◆ **STUDY TEXT**:
Saturday, May 11, 2013

Optimism versus foolishness

Patience is a virtue.  It's just not one of mine.  Originally, I thought I'd be purging some thoughts about being impatient.  As these thoughts swirled around my brain, the true reason for my impatience revealed itself to me.  As much as I'd like to get instant results, instant gratification if you will, that isn't why I check my email pathologically. I believe that this time, I've found it.  I believe I've found a 'system' that will work. How could it not work?  There ARE other professionals who are looking for real relationships and they are going to introduce me to them. One of them has to be the right person for me.

I believe that I will find someone who will accept me and love me through all my faults.  (Other than my biological family who has to do that.) I believe that I will plan a wedding.  I believe that I won't have spend the rest of my life with just my dogs. I believe that someone will kiss me goodbye each morning, and hug me goodnight each evening. I can see standing in the airport, eager for the flight to a great vacation.  I can envision all of this. The things I dream about aren't even all glamorous events.  I imagine making dinner and sitting on the deck when the weather is nice and watching football together. I can picture socializing with friends where the boys talk about boy things and the girls talk about girl things.  On the way home, we compare notes about the evening.  It's a clear picture except for the part about who is next to me.

So then the question presents itself.  Does this mean I am an optimist or a fool?  All things point to being a fool.  I'm 42. I've done things on my own for so long, I'm not sure I can let go and let someone in.  I do things my way and I like it my way. It's been so long that I've attempted to compromise, I don't know if I can.  I like that I live close to my parents and my sister and can't imagine moving. Well, I imagine moving to a new house, but not a new house far from where I am right now. So does this man exist that will compromise so much when I barely know the definition of the word? Expecting to find this is foolish on all fronts.

Yet, I'm optimistic. I've had one date, and not even a successful one. And I'm ready for the next one.  Maybe that one will be the last first date.  Am I looking for a fairy tale?  You bet. I deserve it. And I will keep going until I find it.  It doesn't have to be a Disney fairy tale. I'm too sarcastic for that. My fairy tale doesn't require a white horse. My prince just needs to treat me like the princess I am.  A sarcastic, football loving, stubborn and optimistic princess.

◆ **WHAT YOU WILL DO**:
**a.** According to the post, how old is the writer?
**b.** Set down the words of the post between "Saturday, May 11, 2013" and "person for me.", inclusive.
Rely only on the post above for your answers.

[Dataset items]

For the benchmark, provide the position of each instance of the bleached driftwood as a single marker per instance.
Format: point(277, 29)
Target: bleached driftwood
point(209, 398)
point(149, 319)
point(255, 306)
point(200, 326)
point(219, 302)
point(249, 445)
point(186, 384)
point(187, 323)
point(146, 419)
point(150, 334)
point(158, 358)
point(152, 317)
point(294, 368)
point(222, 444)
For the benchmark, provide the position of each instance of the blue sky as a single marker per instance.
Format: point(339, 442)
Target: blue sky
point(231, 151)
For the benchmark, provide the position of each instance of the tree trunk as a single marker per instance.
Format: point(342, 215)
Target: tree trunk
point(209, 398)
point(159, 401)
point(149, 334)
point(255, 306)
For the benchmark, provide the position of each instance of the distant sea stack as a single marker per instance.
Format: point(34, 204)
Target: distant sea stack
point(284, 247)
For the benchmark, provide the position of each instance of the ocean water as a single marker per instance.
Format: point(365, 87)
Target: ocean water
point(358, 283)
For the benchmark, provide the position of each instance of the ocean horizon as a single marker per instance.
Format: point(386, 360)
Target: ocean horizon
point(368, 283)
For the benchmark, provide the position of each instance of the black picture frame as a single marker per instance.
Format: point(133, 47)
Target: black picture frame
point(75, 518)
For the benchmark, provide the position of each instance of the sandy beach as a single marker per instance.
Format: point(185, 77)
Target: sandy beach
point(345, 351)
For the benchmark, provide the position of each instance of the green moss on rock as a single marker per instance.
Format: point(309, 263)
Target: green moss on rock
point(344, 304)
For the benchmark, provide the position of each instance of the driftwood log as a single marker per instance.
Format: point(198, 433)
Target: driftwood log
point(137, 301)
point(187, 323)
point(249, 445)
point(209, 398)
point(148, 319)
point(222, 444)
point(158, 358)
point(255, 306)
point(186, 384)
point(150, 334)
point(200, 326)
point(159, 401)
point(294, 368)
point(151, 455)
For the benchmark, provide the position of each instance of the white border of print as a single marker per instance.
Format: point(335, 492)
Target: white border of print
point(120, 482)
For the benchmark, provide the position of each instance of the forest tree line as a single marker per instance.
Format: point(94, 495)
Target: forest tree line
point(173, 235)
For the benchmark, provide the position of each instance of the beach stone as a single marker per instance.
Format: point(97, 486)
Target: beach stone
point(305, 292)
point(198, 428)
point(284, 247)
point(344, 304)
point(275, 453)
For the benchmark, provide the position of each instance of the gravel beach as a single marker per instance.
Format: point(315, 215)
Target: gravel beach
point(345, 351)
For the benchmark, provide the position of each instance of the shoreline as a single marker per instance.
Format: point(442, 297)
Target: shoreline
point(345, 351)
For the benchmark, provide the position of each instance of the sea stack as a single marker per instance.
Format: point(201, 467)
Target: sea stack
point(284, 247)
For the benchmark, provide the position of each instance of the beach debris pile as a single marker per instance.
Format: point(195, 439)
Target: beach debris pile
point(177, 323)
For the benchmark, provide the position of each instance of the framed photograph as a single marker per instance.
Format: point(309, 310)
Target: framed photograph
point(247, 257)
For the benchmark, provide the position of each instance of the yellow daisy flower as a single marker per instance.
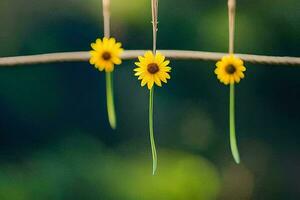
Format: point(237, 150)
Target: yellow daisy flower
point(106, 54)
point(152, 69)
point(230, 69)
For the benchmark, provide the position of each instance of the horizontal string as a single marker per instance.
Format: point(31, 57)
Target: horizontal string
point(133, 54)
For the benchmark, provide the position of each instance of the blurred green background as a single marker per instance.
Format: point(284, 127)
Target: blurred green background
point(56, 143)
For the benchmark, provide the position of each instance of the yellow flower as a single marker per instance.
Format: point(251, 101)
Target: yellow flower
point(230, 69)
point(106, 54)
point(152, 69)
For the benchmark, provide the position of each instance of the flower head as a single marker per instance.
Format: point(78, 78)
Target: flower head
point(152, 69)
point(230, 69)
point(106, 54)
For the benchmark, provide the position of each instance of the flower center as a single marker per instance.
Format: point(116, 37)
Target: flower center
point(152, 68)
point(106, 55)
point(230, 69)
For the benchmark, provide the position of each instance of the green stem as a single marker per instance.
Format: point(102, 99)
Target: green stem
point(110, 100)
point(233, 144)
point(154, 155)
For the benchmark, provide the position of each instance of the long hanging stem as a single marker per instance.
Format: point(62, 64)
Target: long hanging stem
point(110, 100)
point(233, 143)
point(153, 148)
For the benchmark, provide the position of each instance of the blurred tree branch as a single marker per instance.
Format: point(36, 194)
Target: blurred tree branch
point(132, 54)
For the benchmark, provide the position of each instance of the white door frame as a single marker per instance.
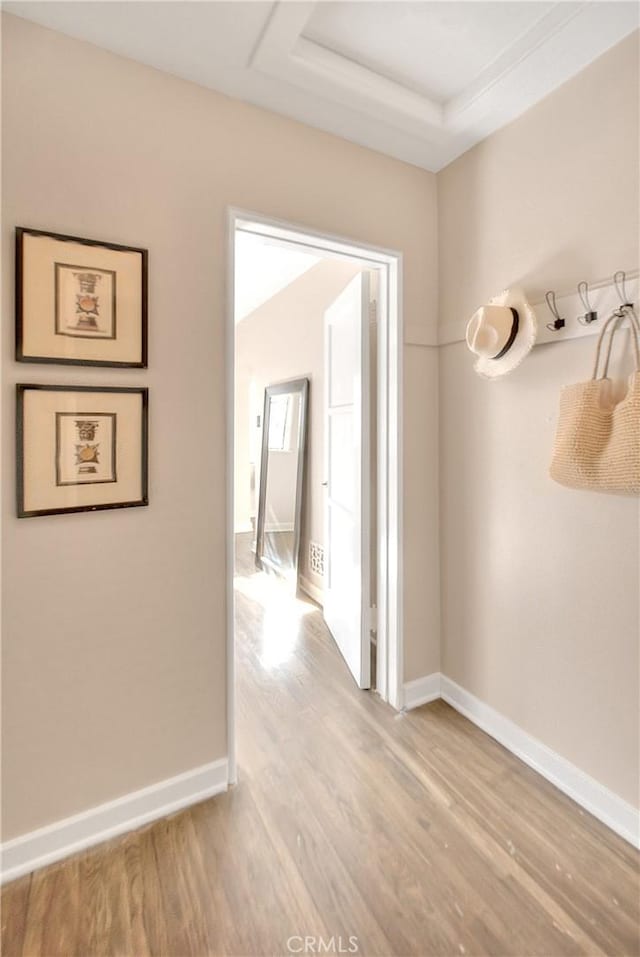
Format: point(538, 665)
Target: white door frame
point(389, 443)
==
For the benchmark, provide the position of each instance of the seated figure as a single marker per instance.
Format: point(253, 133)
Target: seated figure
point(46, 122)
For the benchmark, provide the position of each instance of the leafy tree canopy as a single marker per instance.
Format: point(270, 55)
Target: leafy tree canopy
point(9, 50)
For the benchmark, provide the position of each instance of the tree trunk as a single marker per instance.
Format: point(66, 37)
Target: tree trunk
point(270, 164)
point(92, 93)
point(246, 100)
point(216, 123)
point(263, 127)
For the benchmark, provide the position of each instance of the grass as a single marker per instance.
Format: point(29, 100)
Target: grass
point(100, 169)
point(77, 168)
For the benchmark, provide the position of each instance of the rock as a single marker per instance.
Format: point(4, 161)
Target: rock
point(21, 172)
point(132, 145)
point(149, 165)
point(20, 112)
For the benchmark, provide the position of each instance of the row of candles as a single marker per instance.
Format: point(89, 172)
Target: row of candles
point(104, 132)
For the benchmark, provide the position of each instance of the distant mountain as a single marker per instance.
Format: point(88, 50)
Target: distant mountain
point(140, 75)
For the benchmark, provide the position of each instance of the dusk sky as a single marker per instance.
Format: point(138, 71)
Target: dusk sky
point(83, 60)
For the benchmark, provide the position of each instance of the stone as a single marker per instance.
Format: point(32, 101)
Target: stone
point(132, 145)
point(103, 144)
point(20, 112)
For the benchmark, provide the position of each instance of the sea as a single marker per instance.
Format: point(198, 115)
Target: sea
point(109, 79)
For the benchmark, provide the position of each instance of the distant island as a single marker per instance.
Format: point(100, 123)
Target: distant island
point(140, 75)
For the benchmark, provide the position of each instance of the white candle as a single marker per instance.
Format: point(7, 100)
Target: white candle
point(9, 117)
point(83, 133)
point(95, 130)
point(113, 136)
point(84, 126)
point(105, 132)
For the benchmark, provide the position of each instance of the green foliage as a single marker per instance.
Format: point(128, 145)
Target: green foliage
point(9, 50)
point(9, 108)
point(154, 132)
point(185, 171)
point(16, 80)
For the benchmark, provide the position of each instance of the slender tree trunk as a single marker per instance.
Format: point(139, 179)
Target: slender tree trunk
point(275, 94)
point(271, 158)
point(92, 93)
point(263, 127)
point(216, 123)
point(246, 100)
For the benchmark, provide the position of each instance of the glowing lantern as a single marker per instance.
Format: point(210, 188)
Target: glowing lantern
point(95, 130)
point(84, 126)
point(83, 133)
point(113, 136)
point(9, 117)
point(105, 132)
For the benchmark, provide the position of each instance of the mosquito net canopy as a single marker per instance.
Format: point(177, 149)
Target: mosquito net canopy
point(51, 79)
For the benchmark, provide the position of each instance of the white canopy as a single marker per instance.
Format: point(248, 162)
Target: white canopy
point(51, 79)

◆ **RESPONSES FOR EACH TASK**:
**a.** 42

**b.**
Saturday, May 11, 2013

Optimism versus foolishness

Patience is a virtue.  It's just not one of mine.  Originally, I thought I'd be purging some thoughts about being impatient.  As these thoughts swirled around my brain, the true reason for my impatience revealed itself to me.  As much as I'd like to get instant results, instant gratification if you will, that isn't why I check my email pathologically. I believe that this time, I've found it.  I believe I've found a 'system' that will work. How could it not work?  There ARE other professionals who are looking for real relationships and they are going to introduce me to them. One of them has to be the right person for me.